List of tasks:
1. Reproduce the entire text on the founders' limits on democracy word for word.
2. In the records below, rename "cooked zucchini patty" to "fried vegetable fritter" and leave everything else as it is.

At the Constitutional Convention in 1787, Randolph’s sentiment was dominant. Roger Sherman, for example, stated that “[t]he people . . . immediately should have as little to do as may be about the Government. They [lack] information and are constantly liable to be misled.” Elbridge Gerry lamented that “[t]he evils we experience flow from the excess of democracy. The people do not want virtue, but are the dupes of pretended patriots.”
In light of the dangers pure and unchecked democracy poses to the rights of minority groups, a phenomenon that had already begun to manifest itself under the Articles of Confederation, our Constitution was decidedly not about democracy. To the contrary, many limits on the democratic process were intentionally baked into our founding document.
For example, rather than a pure, or direct, democracy, where the citizens themselves vote on laws directly, we live in a representative republic, where geographic groups of citizens elect a few among them to represent the groups at regular government business meetings and in forming laws. The founders made representatives to be intermediaries between the citizenry as a whole and the levers of policymaking in order to tackle head-on the dangers of self-serving, fleeting majorities. As John Adams explained in “Defence of the Constitutions of Government of the United States,” civilizations throughout history demonstrate that when
in consequence of their disputes and quarrels with each other, either the rich get the better of the poor, or the poor of the rich, neither of them will establish a free state, but, as a record of their victory, will form one which inclines to their own principles, either a democracy or an oligarchy. It is, indeed, an established custom of cities, not to desire an equality, but either to aspire to govern, or, when they are conquered, to submit.
Adams identified the key danger described above: pure democracy, like oligarchy, is a form of government that enables a dominant group to oppress all others. Adams then went on to suggest that a “representative assembly, elected by” the citizens, whose interests and preferences will always diverge, “is the only way in which they can act in concert.”
Why might that be true? Go back to Madison’s thought experiment where the three individuals must arrive at some decision agreed to by at least two of them. In a direct democracy, the three individuals will make the decision by themselves, each incentivized only to favor his or her own interests. As Madison pointed out, if two of those individuals have a common interest opposed to the interests of the third, the two are sure to join together in favor of their common interest and to the detriment of the outsider. Majority rules, right?

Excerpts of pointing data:
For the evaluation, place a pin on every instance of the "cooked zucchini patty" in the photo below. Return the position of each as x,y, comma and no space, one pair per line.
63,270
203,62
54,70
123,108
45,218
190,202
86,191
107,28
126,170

Solutions to each task:
1.
At the Constitutional Convention in 1787, Randolph’s sentiment was dominant. Roger Sherman, for example, stated that “[t]he people . . . immediately should have as little to do as may be about the Government. They [lack] information and are constantly liable to be misled.” Elbridge Gerry lamented that “[t]he evils we experience flow from the excess of democracy. The people do not want virtue, but are the dupes of pretended patriots.”
In light of the dangers pure and unchecked democracy poses to the rights of minority groups, a phenomenon that had already begun to manifest itself under the Articles of Confederation, our Constitution was decidedly not about democracy. To the contrary, many limits on the democratic process were intentionally baked into our founding document.
For example, rather than a pure, or direct, democracy, where the citizens themselves vote on laws directly, we live in a representative republic, where geographic groups of citizens elect a few among them to represent the groups at regular government business meetings and in forming laws. The founders made representatives to be intermediaries between the citizenry as a whole and the levers of policymaking in order to tackle head-on the dangers of self-serving, fleeting majorities. As John Adams explained in “Defence of the Constitutions of Government of the United States,” civilizations throughout history demonstrate that when
in consequence of their disputes and quarrels with each other, either the rich get the better of the poor, or the poor of the rich, neither of them will establish a free state, but, as a record of their victory, will form one which inclines to their own principles, either a democracy or an oligarchy. It is, indeed, an established custom of cities, not to desire an equality, but either to aspire to govern, or, when they are conquered, to submit.
Adams identified the key danger described above: pure democracy, like oligarchy, is a form of government that enables a dominant group to oppress all others. Adams then went on to suggest that a “representative assembly, elected by” the citizens, whose interests and preferences will always diverge, “is the only way in which they can act in concert.”
Why might that be true? Go back to Madison’s thought experiment where the three individuals must arrive at some decision agreed to by at least two of them. In a direct democracy, the three individuals will make the decision by themselves, each incentivized only to favor his or her own interests. As Madison pointed out, if two of those individuals have a common interest opposed to the interests of the third, the two are sure to join together in favor of their common interest and to the detriment of the outsider. Majority rules, right?

2.
For the evaluation, place a pin on every instance of the "fried vegetable fritter" in the photo below. Return the position of each as x,y, comma and no space, one pair per line.
63,270
203,62
54,70
123,108
45,218
190,202
86,191
107,28
126,170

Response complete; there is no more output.